Return each line of the records below that contains the string "stone".

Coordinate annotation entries

[START]

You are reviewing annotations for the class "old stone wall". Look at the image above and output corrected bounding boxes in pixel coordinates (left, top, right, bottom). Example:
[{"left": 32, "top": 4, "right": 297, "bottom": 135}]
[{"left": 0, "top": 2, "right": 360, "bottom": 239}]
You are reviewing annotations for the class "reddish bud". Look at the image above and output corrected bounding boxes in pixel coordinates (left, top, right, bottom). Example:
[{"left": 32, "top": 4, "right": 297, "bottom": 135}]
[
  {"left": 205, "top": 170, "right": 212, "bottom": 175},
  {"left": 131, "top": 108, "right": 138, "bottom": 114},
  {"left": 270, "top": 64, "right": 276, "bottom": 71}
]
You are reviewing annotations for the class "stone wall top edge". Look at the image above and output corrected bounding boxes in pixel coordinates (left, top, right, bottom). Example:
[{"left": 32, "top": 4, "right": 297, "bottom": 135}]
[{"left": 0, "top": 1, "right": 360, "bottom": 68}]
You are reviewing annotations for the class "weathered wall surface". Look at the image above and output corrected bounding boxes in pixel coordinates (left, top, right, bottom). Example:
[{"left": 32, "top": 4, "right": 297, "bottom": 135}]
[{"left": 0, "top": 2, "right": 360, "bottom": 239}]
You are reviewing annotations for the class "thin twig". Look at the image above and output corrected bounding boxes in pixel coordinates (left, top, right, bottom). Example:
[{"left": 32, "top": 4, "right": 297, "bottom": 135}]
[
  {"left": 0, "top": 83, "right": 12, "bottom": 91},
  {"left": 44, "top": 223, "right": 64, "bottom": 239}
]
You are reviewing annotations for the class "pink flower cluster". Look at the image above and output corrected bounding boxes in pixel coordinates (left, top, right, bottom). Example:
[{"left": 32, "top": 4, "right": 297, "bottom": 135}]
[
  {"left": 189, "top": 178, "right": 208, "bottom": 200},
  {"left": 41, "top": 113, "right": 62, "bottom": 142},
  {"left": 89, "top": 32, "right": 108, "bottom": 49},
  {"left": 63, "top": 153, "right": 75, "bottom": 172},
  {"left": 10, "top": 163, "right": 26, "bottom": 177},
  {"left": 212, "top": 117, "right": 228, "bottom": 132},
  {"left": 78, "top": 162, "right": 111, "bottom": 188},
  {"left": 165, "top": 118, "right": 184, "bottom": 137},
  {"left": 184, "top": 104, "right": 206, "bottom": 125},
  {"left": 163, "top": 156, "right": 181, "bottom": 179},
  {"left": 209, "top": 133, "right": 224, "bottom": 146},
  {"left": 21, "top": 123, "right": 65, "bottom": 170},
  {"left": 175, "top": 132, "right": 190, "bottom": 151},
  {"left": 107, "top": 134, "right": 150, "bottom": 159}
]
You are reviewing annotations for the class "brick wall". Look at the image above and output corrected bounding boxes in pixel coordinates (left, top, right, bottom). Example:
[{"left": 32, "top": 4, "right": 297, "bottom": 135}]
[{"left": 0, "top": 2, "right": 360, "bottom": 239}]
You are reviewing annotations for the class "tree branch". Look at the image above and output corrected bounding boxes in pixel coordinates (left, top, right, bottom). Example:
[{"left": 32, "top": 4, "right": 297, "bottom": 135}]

[END]

### Reply to the exercise
You are reviewing annotations for the class "old stone wall". Look at the image above and output corrected bounding boxes in pixel coordinates (left, top, right, bottom). Example:
You are reviewing annotations for the class "stone wall top edge". Look at the image above and output corrected bounding boxes in pixel coordinates (left, top, right, bottom). Example:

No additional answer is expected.